* _What you need to do_
Recast the listing below as a JSON list of strings, one string per line, with blank lines left out.

Recorded data
※ ※ ※

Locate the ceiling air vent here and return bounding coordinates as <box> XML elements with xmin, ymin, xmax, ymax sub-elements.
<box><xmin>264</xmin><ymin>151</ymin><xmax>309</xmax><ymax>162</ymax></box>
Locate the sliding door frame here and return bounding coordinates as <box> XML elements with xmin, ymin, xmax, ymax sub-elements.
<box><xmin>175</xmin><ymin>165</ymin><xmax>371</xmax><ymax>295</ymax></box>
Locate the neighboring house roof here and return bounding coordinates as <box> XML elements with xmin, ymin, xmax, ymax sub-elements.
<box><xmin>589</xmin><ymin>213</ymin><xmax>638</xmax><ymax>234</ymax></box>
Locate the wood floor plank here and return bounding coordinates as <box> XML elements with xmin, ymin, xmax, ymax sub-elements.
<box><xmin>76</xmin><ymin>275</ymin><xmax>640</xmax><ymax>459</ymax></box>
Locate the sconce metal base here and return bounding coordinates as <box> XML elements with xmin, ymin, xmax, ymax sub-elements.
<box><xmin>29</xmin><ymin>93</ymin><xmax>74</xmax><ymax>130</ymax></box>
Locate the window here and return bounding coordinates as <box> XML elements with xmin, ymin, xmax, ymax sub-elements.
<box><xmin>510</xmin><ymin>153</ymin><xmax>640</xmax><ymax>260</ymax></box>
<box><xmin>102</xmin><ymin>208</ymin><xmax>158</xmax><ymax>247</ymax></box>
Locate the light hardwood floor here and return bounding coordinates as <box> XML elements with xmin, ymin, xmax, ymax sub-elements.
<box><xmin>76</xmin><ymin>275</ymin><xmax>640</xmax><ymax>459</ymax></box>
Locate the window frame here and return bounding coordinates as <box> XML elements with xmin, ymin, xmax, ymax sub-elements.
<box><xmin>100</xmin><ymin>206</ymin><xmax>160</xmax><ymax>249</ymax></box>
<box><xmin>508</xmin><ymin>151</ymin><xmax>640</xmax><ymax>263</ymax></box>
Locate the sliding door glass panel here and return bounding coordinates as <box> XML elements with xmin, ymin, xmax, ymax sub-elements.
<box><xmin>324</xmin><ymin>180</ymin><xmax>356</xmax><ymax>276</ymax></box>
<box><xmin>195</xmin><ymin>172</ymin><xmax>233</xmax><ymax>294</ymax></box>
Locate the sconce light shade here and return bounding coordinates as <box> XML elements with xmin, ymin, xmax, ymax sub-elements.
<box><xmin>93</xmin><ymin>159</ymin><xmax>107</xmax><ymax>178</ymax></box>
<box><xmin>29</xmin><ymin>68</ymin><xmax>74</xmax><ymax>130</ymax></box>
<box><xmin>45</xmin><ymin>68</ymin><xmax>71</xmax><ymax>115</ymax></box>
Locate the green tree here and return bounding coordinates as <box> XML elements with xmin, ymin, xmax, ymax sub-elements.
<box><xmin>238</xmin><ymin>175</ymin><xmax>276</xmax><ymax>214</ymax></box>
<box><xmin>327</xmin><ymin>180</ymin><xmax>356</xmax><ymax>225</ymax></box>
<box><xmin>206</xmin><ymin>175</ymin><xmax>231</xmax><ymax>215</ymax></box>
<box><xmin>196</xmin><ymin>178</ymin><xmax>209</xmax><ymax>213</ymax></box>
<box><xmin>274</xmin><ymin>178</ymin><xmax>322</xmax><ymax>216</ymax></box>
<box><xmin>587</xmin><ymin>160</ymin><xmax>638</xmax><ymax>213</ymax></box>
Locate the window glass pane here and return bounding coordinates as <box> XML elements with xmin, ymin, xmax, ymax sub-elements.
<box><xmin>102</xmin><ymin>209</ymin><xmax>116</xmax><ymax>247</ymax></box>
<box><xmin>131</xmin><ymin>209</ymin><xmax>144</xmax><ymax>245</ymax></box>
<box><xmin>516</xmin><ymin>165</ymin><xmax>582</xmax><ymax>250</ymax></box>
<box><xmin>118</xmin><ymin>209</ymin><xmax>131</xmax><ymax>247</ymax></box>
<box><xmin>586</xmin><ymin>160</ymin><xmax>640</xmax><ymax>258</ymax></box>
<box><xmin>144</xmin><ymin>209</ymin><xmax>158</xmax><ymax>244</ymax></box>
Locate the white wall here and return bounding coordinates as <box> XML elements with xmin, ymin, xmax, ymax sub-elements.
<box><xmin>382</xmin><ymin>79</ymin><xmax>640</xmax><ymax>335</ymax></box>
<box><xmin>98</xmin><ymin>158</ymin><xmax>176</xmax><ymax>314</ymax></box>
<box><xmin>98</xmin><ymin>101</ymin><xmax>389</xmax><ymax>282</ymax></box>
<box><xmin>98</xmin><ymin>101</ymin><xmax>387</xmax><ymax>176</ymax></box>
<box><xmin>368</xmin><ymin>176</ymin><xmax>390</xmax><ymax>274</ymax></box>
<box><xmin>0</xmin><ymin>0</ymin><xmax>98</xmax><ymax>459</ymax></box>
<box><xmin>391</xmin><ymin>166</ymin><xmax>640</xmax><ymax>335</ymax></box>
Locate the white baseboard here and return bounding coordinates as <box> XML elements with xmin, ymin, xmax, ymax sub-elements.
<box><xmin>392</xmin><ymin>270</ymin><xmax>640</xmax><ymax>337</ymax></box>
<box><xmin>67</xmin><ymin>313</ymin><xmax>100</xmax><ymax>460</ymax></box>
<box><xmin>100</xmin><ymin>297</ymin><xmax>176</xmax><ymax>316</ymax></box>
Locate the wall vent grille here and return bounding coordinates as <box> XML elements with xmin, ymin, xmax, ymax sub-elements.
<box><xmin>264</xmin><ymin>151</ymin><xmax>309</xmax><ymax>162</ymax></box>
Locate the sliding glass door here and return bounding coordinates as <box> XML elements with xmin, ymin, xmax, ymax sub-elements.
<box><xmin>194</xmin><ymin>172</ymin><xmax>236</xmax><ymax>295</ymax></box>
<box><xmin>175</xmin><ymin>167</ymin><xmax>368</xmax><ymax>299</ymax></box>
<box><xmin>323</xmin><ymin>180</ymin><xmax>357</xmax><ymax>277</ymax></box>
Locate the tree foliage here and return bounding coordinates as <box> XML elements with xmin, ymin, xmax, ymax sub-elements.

※ ※ ※

* _Output for this exercise_
[
  "Locate the ceiling air vent here and return bounding coordinates as <box> XML elements with xmin, ymin, xmax, ymax sub-elements.",
  "<box><xmin>264</xmin><ymin>151</ymin><xmax>309</xmax><ymax>162</ymax></box>",
  "Locate the sliding door frame here and return bounding coordinates as <box> XML elements with xmin, ymin, xmax, ymax sub-elements.",
  "<box><xmin>175</xmin><ymin>165</ymin><xmax>371</xmax><ymax>295</ymax></box>",
  "Locate the neighboring house roof here and return bounding coordinates as <box> XML elements with xmin, ymin, xmax, ymax sub-elements.",
  "<box><xmin>589</xmin><ymin>213</ymin><xmax>638</xmax><ymax>234</ymax></box>",
  "Locate the wood floor plank here and return bounding coordinates as <box> XML elements with xmin, ymin, xmax, ymax sub-elements.",
  "<box><xmin>76</xmin><ymin>275</ymin><xmax>640</xmax><ymax>459</ymax></box>",
  "Locate the sconce metal base here and return bounding coordinates as <box> XML elements with xmin, ymin, xmax, ymax sub-elements.",
  "<box><xmin>29</xmin><ymin>93</ymin><xmax>74</xmax><ymax>130</ymax></box>",
  "Locate the window here and return bounding coordinates as <box> XML elements with xmin, ymin, xmax, ymax sub-elements.",
  "<box><xmin>510</xmin><ymin>153</ymin><xmax>640</xmax><ymax>260</ymax></box>",
  "<box><xmin>102</xmin><ymin>208</ymin><xmax>158</xmax><ymax>247</ymax></box>",
  "Locate the light hardwood floor here and return bounding coordinates as <box> XML elements with xmin, ymin, xmax, ymax sub-elements.",
  "<box><xmin>76</xmin><ymin>275</ymin><xmax>640</xmax><ymax>459</ymax></box>",
  "Locate the window frame here and return bounding coordinates as <box> XML elements with xmin, ymin, xmax, ymax sub-elements.",
  "<box><xmin>100</xmin><ymin>206</ymin><xmax>160</xmax><ymax>249</ymax></box>",
  "<box><xmin>508</xmin><ymin>151</ymin><xmax>640</xmax><ymax>263</ymax></box>",
  "Locate the sliding door glass panel here and return bounding coordinates as <box> XML elements with xmin, ymin, xmax, ymax sub-elements.",
  "<box><xmin>324</xmin><ymin>180</ymin><xmax>356</xmax><ymax>276</ymax></box>",
  "<box><xmin>195</xmin><ymin>172</ymin><xmax>233</xmax><ymax>294</ymax></box>",
  "Locate the sconce light shade here and return bounding coordinates as <box> XML elements with xmin, ymin, xmax, ymax sub-elements.",
  "<box><xmin>93</xmin><ymin>159</ymin><xmax>107</xmax><ymax>178</ymax></box>",
  "<box><xmin>29</xmin><ymin>68</ymin><xmax>74</xmax><ymax>130</ymax></box>",
  "<box><xmin>45</xmin><ymin>68</ymin><xmax>71</xmax><ymax>115</ymax></box>",
  "Locate the green tree here and return bounding coordinates as <box> XML elements with xmin, ymin, xmax, ymax sub-elements.",
  "<box><xmin>238</xmin><ymin>175</ymin><xmax>276</xmax><ymax>214</ymax></box>",
  "<box><xmin>327</xmin><ymin>180</ymin><xmax>356</xmax><ymax>225</ymax></box>",
  "<box><xmin>206</xmin><ymin>175</ymin><xmax>231</xmax><ymax>215</ymax></box>",
  "<box><xmin>196</xmin><ymin>178</ymin><xmax>209</xmax><ymax>213</ymax></box>",
  "<box><xmin>274</xmin><ymin>178</ymin><xmax>322</xmax><ymax>216</ymax></box>",
  "<box><xmin>587</xmin><ymin>160</ymin><xmax>638</xmax><ymax>213</ymax></box>",
  "Locate the window glass pane here and return bounding coordinates as <box> XML elements with xmin, ymin, xmax, ymax sub-elements.",
  "<box><xmin>102</xmin><ymin>209</ymin><xmax>116</xmax><ymax>247</ymax></box>",
  "<box><xmin>131</xmin><ymin>209</ymin><xmax>144</xmax><ymax>245</ymax></box>",
  "<box><xmin>516</xmin><ymin>165</ymin><xmax>582</xmax><ymax>250</ymax></box>",
  "<box><xmin>118</xmin><ymin>209</ymin><xmax>131</xmax><ymax>247</ymax></box>",
  "<box><xmin>586</xmin><ymin>160</ymin><xmax>640</xmax><ymax>258</ymax></box>",
  "<box><xmin>144</xmin><ymin>209</ymin><xmax>158</xmax><ymax>244</ymax></box>",
  "Locate the white wall here and return bounding coordinates as <box> XML elements with xmin, ymin, xmax, ymax sub-elements.",
  "<box><xmin>382</xmin><ymin>79</ymin><xmax>640</xmax><ymax>335</ymax></box>",
  "<box><xmin>98</xmin><ymin>158</ymin><xmax>176</xmax><ymax>314</ymax></box>",
  "<box><xmin>98</xmin><ymin>101</ymin><xmax>389</xmax><ymax>282</ymax></box>",
  "<box><xmin>98</xmin><ymin>101</ymin><xmax>387</xmax><ymax>176</ymax></box>",
  "<box><xmin>368</xmin><ymin>176</ymin><xmax>390</xmax><ymax>274</ymax></box>",
  "<box><xmin>0</xmin><ymin>0</ymin><xmax>98</xmax><ymax>459</ymax></box>",
  "<box><xmin>391</xmin><ymin>166</ymin><xmax>640</xmax><ymax>335</ymax></box>",
  "Locate the white baseboard here and return bounding coordinates as <box> XML elements with xmin, ymin, xmax, ymax sub-elements.",
  "<box><xmin>392</xmin><ymin>270</ymin><xmax>640</xmax><ymax>337</ymax></box>",
  "<box><xmin>67</xmin><ymin>313</ymin><xmax>100</xmax><ymax>460</ymax></box>",
  "<box><xmin>100</xmin><ymin>297</ymin><xmax>176</xmax><ymax>316</ymax></box>",
  "Locate the wall vent grille here and return bounding coordinates as <box> XML elements with xmin, ymin, xmax, ymax sub-elements.",
  "<box><xmin>264</xmin><ymin>151</ymin><xmax>309</xmax><ymax>162</ymax></box>",
  "Locate the sliding glass door here and return bounding coordinates as <box> XML elements with xmin, ymin, xmax, ymax sub-elements.",
  "<box><xmin>194</xmin><ymin>172</ymin><xmax>236</xmax><ymax>295</ymax></box>",
  "<box><xmin>175</xmin><ymin>167</ymin><xmax>368</xmax><ymax>299</ymax></box>",
  "<box><xmin>323</xmin><ymin>180</ymin><xmax>357</xmax><ymax>277</ymax></box>",
  "Locate the tree foliage here and return bounding coordinates as <box> XML elements with xmin, ymin, xmax, ymax sub-elements."
]